▶ [Task to complete]:
Show every line in the records below that contains the word "lawn", treating case as significant.

Named-object pointing records:

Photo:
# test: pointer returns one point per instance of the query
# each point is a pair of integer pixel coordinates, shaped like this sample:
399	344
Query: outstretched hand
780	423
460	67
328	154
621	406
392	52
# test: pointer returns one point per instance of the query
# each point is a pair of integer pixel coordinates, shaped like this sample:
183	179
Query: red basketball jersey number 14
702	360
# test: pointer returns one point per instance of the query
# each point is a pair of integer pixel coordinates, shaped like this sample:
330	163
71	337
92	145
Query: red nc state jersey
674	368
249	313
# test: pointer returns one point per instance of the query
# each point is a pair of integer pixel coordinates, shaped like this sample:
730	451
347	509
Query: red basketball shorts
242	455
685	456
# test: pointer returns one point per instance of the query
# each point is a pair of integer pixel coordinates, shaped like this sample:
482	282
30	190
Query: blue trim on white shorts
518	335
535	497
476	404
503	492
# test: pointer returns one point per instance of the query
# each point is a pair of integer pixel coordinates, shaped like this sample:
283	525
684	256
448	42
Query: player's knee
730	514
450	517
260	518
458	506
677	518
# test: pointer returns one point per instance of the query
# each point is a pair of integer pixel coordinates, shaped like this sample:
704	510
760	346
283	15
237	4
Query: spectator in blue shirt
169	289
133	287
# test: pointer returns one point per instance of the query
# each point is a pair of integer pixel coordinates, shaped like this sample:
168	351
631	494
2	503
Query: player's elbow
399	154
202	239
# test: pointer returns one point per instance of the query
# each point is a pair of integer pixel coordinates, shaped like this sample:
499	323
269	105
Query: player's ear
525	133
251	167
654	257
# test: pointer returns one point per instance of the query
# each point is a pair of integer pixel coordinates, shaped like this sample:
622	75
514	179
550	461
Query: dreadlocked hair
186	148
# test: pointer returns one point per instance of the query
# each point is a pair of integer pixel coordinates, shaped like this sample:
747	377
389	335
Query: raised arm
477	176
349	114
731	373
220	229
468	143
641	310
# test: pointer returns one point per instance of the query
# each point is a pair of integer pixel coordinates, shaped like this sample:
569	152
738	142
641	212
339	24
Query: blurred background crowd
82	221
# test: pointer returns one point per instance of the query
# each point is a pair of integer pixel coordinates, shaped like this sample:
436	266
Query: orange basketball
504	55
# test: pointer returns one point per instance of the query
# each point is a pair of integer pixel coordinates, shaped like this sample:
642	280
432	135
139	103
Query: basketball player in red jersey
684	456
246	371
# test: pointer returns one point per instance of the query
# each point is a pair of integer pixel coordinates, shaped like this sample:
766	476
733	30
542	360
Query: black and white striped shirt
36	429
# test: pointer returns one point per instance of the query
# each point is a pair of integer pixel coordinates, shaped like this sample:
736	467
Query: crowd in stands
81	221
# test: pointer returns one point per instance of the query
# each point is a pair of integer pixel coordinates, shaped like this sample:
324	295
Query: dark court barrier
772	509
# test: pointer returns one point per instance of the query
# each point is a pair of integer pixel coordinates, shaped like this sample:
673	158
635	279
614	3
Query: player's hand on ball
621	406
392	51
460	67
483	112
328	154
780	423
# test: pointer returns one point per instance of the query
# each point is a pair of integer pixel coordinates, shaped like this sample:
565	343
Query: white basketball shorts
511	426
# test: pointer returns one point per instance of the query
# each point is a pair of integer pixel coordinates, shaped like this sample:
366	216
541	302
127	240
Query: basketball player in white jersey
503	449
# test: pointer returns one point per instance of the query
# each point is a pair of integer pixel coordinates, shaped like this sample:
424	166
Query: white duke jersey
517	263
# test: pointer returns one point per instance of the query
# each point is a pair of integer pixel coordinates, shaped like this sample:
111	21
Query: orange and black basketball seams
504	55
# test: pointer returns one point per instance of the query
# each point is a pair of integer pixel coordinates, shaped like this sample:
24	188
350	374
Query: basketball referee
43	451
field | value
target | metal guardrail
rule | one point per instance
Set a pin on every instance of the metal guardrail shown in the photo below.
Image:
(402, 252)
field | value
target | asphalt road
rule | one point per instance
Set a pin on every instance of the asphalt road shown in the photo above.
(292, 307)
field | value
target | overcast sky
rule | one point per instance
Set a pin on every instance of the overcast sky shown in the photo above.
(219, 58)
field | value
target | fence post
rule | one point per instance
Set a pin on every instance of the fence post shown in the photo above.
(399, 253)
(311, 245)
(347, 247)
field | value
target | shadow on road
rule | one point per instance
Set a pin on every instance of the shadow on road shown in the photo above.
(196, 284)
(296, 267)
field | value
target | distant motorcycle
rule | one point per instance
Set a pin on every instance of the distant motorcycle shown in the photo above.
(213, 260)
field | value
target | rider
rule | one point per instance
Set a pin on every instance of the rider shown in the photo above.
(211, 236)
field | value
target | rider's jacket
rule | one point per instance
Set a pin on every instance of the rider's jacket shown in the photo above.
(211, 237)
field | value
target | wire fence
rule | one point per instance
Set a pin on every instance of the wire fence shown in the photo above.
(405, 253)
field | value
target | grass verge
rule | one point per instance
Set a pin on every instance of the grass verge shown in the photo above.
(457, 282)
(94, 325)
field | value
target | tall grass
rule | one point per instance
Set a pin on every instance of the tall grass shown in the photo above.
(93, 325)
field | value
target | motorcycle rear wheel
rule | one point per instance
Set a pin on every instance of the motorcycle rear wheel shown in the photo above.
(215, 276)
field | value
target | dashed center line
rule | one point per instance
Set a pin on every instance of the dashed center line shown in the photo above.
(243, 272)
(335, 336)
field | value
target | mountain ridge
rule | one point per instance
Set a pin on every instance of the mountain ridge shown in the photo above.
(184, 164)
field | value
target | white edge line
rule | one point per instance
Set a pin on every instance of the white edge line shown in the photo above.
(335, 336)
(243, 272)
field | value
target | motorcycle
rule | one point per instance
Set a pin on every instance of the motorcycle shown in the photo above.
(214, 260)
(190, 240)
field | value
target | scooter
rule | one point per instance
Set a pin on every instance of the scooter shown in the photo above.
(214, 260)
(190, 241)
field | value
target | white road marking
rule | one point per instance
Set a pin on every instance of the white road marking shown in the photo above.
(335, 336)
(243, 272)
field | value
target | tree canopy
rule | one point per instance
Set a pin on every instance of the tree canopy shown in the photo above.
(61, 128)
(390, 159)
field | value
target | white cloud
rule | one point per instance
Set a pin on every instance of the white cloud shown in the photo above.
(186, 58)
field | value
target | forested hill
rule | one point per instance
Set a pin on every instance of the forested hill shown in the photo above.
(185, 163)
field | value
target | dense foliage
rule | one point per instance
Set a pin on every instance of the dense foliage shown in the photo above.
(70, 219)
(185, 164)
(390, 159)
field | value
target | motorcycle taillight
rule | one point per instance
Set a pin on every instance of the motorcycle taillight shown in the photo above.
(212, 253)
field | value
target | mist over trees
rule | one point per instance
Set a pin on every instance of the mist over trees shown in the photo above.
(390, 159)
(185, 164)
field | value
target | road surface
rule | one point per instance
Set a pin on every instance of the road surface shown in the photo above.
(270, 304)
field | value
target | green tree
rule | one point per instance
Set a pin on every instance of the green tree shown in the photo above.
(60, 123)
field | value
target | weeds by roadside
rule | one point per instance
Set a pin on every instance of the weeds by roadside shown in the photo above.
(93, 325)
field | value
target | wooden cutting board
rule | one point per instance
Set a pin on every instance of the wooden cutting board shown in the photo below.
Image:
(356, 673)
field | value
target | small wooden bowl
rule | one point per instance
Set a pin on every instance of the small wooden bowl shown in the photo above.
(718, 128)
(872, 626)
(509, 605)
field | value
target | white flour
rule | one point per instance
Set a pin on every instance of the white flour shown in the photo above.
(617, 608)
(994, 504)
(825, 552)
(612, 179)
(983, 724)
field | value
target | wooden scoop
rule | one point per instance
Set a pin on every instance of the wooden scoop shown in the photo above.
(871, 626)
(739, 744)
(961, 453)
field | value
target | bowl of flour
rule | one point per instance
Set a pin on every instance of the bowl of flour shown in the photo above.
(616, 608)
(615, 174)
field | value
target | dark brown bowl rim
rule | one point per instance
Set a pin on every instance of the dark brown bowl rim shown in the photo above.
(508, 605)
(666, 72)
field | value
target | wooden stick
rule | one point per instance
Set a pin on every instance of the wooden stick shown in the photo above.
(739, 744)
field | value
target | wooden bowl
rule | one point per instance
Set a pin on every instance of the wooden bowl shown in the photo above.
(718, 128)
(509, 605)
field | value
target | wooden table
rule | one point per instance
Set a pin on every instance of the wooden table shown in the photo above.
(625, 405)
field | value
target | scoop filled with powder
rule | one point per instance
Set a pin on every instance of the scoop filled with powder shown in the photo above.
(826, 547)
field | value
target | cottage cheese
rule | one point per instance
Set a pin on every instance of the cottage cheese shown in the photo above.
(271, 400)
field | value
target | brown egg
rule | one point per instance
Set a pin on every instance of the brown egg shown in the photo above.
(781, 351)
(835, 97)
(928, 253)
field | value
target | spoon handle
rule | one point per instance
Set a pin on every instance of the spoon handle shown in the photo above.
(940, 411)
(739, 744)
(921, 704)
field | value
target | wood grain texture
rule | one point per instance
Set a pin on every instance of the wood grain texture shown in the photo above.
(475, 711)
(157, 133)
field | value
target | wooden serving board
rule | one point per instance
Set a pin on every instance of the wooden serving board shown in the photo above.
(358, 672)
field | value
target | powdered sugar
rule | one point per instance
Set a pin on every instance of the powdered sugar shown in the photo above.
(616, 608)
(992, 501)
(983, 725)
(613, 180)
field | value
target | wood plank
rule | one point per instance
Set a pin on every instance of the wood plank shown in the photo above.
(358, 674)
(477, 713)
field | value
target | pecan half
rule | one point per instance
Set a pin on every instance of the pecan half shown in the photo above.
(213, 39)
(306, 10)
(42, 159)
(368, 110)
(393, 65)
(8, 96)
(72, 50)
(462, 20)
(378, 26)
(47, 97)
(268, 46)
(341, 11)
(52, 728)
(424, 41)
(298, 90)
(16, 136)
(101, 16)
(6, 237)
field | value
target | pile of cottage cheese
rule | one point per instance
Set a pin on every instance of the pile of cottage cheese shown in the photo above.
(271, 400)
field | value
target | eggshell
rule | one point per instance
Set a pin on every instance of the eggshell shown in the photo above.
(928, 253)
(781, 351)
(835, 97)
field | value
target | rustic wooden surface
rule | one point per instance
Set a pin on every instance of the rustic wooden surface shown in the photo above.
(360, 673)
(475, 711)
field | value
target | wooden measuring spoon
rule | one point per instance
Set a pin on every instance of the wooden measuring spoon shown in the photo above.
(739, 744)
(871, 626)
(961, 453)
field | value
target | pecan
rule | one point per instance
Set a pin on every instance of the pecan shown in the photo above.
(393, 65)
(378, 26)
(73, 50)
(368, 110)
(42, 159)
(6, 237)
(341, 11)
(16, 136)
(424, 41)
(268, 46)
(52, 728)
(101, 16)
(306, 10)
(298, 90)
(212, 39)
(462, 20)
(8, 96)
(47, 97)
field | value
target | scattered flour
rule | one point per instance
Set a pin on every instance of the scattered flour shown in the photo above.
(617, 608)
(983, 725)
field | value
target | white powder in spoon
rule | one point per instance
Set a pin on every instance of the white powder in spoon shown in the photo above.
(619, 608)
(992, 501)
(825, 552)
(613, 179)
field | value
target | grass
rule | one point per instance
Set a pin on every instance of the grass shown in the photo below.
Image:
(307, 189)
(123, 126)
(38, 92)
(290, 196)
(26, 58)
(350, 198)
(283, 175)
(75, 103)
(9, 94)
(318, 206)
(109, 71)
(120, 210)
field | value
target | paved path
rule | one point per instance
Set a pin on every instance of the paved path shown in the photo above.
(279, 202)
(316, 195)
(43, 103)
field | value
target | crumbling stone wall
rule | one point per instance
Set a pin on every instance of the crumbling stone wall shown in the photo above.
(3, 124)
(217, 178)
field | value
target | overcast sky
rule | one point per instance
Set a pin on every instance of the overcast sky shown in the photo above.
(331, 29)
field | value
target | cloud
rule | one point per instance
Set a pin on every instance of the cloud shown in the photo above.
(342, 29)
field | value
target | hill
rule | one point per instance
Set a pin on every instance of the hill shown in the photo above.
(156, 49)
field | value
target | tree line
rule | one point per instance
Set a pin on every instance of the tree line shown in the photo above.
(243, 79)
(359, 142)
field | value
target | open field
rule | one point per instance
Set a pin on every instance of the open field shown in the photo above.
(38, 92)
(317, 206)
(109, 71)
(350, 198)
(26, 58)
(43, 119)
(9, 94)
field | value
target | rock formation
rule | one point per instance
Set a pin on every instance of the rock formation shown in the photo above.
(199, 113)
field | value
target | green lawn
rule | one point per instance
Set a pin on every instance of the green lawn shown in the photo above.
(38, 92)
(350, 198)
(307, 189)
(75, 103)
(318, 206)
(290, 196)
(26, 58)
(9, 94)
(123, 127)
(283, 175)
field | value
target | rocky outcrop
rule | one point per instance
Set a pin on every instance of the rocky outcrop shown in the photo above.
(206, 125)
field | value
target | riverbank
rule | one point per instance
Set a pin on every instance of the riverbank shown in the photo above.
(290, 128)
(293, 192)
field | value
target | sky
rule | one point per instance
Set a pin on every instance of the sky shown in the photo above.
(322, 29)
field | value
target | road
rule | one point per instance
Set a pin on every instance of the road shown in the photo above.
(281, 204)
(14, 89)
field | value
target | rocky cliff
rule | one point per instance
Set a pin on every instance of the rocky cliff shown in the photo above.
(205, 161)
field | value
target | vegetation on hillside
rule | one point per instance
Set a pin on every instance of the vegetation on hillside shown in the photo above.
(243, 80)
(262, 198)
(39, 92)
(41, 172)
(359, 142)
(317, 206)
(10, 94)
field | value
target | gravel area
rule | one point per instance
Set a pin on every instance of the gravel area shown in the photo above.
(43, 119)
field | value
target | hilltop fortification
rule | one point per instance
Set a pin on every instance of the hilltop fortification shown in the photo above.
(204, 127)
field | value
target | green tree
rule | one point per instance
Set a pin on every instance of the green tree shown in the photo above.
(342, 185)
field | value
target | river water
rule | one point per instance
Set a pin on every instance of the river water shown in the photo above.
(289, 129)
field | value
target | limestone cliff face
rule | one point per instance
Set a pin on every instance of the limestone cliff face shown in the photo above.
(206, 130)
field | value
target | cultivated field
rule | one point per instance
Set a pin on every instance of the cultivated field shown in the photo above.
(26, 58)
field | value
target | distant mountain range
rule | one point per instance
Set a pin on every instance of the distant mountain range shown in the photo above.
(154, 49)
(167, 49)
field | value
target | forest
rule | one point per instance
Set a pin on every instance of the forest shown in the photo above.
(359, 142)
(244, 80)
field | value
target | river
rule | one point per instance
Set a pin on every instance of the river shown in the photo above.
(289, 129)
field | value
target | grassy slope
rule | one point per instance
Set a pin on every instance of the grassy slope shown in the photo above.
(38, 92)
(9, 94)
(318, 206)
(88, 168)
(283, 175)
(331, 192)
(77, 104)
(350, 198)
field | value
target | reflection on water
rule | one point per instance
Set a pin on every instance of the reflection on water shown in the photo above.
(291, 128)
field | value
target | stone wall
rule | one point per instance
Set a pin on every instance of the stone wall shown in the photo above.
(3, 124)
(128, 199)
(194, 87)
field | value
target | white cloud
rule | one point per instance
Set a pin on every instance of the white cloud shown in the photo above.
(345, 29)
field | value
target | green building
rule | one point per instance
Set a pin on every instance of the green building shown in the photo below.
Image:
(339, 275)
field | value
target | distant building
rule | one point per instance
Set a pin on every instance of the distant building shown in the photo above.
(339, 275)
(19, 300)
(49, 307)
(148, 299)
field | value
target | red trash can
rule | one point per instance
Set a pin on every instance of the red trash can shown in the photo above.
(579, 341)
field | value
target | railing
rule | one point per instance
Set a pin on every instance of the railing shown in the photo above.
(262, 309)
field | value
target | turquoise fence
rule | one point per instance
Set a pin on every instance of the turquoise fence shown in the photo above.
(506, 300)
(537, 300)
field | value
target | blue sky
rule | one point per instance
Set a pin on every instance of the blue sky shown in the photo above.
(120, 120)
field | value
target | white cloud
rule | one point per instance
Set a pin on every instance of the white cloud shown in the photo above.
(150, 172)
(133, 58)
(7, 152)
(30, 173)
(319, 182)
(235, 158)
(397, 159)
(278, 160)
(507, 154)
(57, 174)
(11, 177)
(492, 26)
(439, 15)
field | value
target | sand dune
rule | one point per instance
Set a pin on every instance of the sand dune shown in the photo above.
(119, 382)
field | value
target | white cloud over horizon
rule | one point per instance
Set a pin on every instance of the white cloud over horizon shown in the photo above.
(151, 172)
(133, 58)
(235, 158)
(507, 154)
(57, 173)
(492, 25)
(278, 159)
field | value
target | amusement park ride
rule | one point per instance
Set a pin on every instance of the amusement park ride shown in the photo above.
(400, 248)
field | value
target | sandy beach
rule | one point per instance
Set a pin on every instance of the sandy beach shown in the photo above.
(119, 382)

▶ [Solution to this task]:
target | green lawn
Set a pin on every instance of the green lawn shown in the photo above.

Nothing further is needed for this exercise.